Data records START

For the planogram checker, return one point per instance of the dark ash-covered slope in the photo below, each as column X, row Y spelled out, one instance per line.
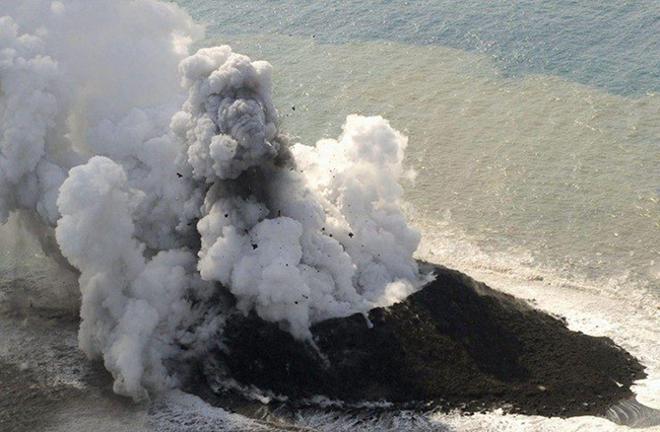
column 455, row 343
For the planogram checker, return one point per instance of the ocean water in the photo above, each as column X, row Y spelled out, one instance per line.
column 534, row 132
column 534, row 127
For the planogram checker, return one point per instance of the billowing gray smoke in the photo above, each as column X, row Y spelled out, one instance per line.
column 162, row 209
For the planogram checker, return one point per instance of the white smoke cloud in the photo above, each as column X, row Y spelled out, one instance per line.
column 162, row 211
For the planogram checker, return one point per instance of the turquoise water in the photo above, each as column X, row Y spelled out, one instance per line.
column 614, row 45
column 534, row 126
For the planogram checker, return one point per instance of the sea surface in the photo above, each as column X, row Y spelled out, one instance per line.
column 534, row 127
column 534, row 132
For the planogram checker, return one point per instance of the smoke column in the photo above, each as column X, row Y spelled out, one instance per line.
column 169, row 185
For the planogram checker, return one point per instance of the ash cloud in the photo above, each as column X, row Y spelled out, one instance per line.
column 169, row 185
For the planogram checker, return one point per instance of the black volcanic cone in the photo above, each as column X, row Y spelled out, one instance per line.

Data records END

What is needed »
Word for word, please reproduce each entry above and leave out every picture.

Response area »
For the planogram checker, return one point per instance of the dark ash-covered slope in the photo below, each as column X, row Y spelled out, one instance per line.
column 455, row 343
For the planogram checker, return one point per instance of the ocean water in the photo above, each as column X, row Y spelled out, one instance per line.
column 534, row 132
column 534, row 127
For the planogram checker, return one point per instance of the billowing gray smoke in the photo above, each as column X, row Y spelled out, one instance per line.
column 162, row 209
For the planogram checker, return one point per instance of the white smoke cloud in the photo above, each as column X, row Y spelled out, one instance per line.
column 162, row 211
For the planogram checker, return one point per instance of the turquoise water in the photo above, each as column X, row Y spelled out, one instance per line.
column 614, row 45
column 534, row 126
For the planogram checker, return one point per instance of the sea surface in the photo above, each as column X, row Y spelled out, one instance per line.
column 534, row 127
column 534, row 132
For the planogram checker, return one point per instance of the smoke column in the photo above, each as column X, row Y spelled out, one instance per line.
column 169, row 185
For the planogram checker, return one point per instance of the ash cloud in the photo above, each as column X, row Y spelled out, one instance per line.
column 169, row 185
For the planogram checker, return one point per instance of the black volcanic cone in the photo above, each as column X, row Y spelled out, one instance per line.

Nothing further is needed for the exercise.